EXERCISE TASK>
Return every one of the following entries verbatim, reproducing each line without alteration.

SOURCE DATA>

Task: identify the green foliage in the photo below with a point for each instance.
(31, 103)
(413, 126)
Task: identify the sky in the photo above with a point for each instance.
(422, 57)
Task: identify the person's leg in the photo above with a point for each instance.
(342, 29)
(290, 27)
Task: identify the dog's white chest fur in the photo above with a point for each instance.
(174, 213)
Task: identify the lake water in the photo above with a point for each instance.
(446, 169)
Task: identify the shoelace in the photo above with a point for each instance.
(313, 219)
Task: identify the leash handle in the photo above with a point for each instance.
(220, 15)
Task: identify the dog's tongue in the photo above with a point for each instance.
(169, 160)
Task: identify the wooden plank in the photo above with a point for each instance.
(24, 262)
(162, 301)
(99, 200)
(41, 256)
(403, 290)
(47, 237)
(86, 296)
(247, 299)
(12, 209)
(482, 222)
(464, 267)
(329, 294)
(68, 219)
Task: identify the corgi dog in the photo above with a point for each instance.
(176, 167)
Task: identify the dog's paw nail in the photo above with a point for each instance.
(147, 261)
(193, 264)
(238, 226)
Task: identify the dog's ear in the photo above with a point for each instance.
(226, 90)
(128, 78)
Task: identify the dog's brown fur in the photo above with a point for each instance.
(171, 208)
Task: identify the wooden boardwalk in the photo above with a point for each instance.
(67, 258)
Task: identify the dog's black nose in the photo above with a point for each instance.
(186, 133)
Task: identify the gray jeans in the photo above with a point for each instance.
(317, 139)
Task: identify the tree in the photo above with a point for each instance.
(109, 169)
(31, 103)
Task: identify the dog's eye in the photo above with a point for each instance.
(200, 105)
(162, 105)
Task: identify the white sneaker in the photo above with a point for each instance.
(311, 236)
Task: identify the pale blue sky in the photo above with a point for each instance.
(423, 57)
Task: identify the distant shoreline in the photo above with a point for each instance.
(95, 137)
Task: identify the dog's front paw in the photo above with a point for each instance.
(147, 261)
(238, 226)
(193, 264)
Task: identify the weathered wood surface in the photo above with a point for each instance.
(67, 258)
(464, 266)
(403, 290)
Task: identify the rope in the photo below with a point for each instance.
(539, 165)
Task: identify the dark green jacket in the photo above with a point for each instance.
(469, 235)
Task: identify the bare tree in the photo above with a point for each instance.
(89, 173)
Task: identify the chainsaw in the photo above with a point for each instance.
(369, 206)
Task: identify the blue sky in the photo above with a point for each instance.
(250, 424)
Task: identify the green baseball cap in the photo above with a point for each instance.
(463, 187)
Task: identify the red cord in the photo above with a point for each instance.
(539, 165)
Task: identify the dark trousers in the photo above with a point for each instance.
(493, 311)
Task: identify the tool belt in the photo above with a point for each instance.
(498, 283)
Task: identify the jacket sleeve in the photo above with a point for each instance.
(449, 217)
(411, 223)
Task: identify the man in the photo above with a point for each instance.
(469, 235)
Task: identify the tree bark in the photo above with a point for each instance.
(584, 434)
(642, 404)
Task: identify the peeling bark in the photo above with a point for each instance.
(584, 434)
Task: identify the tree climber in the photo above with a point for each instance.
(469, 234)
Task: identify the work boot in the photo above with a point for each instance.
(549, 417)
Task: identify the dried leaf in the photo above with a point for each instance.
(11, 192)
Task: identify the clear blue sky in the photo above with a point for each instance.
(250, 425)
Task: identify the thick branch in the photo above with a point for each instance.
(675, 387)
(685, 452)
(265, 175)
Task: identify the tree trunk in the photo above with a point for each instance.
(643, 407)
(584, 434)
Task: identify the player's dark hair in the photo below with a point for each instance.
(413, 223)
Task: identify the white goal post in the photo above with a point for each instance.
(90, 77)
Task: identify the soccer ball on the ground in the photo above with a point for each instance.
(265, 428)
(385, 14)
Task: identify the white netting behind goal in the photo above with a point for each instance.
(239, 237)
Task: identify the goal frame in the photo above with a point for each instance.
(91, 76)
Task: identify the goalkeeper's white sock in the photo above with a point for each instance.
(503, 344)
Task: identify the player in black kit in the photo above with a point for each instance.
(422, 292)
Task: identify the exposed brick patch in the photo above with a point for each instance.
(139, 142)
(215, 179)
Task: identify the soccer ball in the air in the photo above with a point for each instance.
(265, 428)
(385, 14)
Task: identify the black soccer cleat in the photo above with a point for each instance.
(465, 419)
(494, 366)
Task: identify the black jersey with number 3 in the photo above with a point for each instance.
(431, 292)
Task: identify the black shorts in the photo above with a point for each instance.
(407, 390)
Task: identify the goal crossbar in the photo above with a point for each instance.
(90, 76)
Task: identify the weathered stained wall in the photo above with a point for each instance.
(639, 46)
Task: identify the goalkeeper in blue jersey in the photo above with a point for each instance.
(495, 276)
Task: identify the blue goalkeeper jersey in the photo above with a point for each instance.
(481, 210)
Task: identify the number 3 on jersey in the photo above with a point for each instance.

SOLVED EXERCISE>
Task: identify the green foliage in the photo below with a point for each instance.
(31, 103)
(413, 126)
Task: identify the sky in the photo above with a point for each instance.
(422, 57)
Task: identify the person's leg in the photo above with a point for each instance.
(342, 29)
(290, 27)
Task: identify the dog's white chest fur in the photo above with a point for each instance.
(174, 213)
Task: identify the lake water in the photo above with a point for each instance.
(446, 169)
Task: identify the shoelace in the photo above with a point for each instance.
(313, 219)
Task: identify the leash handle in the photo above with a point for each instance.
(220, 15)
Task: identify the dog's tongue in the photo above with a point for each instance.
(169, 160)
Task: identify the wooden plank in the photo above with a point for each instance.
(24, 262)
(162, 301)
(99, 200)
(41, 256)
(403, 290)
(47, 237)
(86, 296)
(247, 299)
(12, 209)
(482, 222)
(464, 267)
(329, 294)
(68, 219)
Task: identify the corgi dog in the photo above with a point for each instance.
(176, 167)
Task: identify the dog's paw nail in the photo above with a point for each instance.
(147, 261)
(193, 264)
(238, 226)
Task: identify the dog's ear in the photo above with a point for each instance.
(226, 90)
(128, 78)
Task: identify the dog's brown fur in the photo above with a point for each instance.
(171, 208)
Task: identify the wooden boardwalk in the photo above with a point for each instance.
(67, 258)
Task: identify the dog's black nose in the photo above with a point for each instance.
(186, 133)
Task: identify the gray jeans in the photo above with a point for each instance.
(317, 139)
Task: identify the tree in the photo above with a point for each instance.
(109, 169)
(31, 103)
Task: identify the dog's eye in the photo above with a point for each instance.
(200, 105)
(162, 105)
Task: identify the white sneaker in the photo above with a point for each instance.
(311, 236)
Task: identify the pale blue sky in the photo above with a point for each instance.
(423, 57)
Task: identify the distant shoreline in the photo above with a point for each instance.
(95, 137)
Task: identify the dog's front paw in the photo above with a point for each instance.
(147, 261)
(238, 226)
(193, 264)
Task: identify the weathered wood surface in the photo above with a point for each instance.
(67, 258)
(464, 266)
(403, 290)
Task: identify the rope in the photo below with a point for each instance.
(539, 165)
Task: identify the dark green jacket in the photo above with a point for each instance.
(469, 235)
Task: identify the bare tree in the photo above with a point for each instance.
(89, 173)
Task: identify the chainsaw in the photo above with a point for each instance.
(369, 206)
Task: identify the blue sky in the photo above with a point for each instance.
(250, 424)
Task: identify the green baseball cap in the photo above with a point for each instance.
(463, 187)
Task: identify the red cord in the photo above with a point for each instance.
(539, 165)
Task: identify the dark trousers in the photo above with a point for each instance.
(493, 311)
Task: identify the tool belt in the photo above with a point for each instance.
(498, 283)
Task: identify the jacket sleeve in the photo above with a point for each instance.
(449, 217)
(411, 223)
Task: identify the man in the photo above with a point for each instance.
(469, 235)
Task: identify the tree bark in the photo above with a point for each instance.
(584, 434)
(642, 404)
Task: identify the peeling bark in the photo above with a point for each instance.
(584, 434)
Task: identify the tree climber in the photo above with a point for each instance.
(469, 234)
Task: identify the work boot in the photo above with a point for each instance.
(549, 417)
Task: identify the dried leaf in the photo above with a point for each instance.
(11, 192)
Task: identify the clear blue sky in the photo above with a point for each instance.
(250, 425)
Task: identify the thick branch in the photo above with a point for each instance.
(675, 387)
(685, 452)
(265, 175)
Task: identify the tree trunk in the photo above with a point for each instance.
(643, 407)
(584, 434)
Task: identify the player's dark hair in the photo below with a point for each instance.
(413, 223)
Task: identify the white goal post in the photo above with a point for each instance.
(90, 77)
Task: identify the soccer ball on the ground in the photo above with a point for each instance.
(265, 428)
(385, 14)
Task: identify the white netting behind goal in the photo above with a point for each instance.
(239, 237)
Task: identify the goal frame in the photo above with a point for each instance.
(91, 76)
Task: identify the goalkeeper's white sock in the photo above with a point for each instance.
(503, 344)
Task: identify the player in black kit in the photo above with a point for each instance.
(422, 292)
Task: identify the exposed brick patch in the photo above with a point for each instance.
(139, 142)
(215, 179)
Task: identify the soccer ball in the air in the photo above with a point for each instance.
(265, 428)
(385, 14)
Task: identify the black soccer cleat in the photo above with a point for each instance.
(465, 419)
(494, 366)
Task: identify the black jersey with number 3 in the photo above with a point for each instance.
(431, 292)
Task: identify the black shorts in the photo above with a point for each instance.
(407, 390)
Task: identify the goal crossbar in the photo above with a point for each instance.
(90, 76)
Task: identify the weathered stained wall in the photo above with a point for each instance.
(639, 46)
Task: identify the goalkeeper in blue jersey in the photo above with a point for each instance.
(495, 276)
Task: identify the blue goalkeeper jersey in the photo above with a point for each instance.
(481, 210)
Task: identify the number 3 on jersey in the photo above with a point for each instance.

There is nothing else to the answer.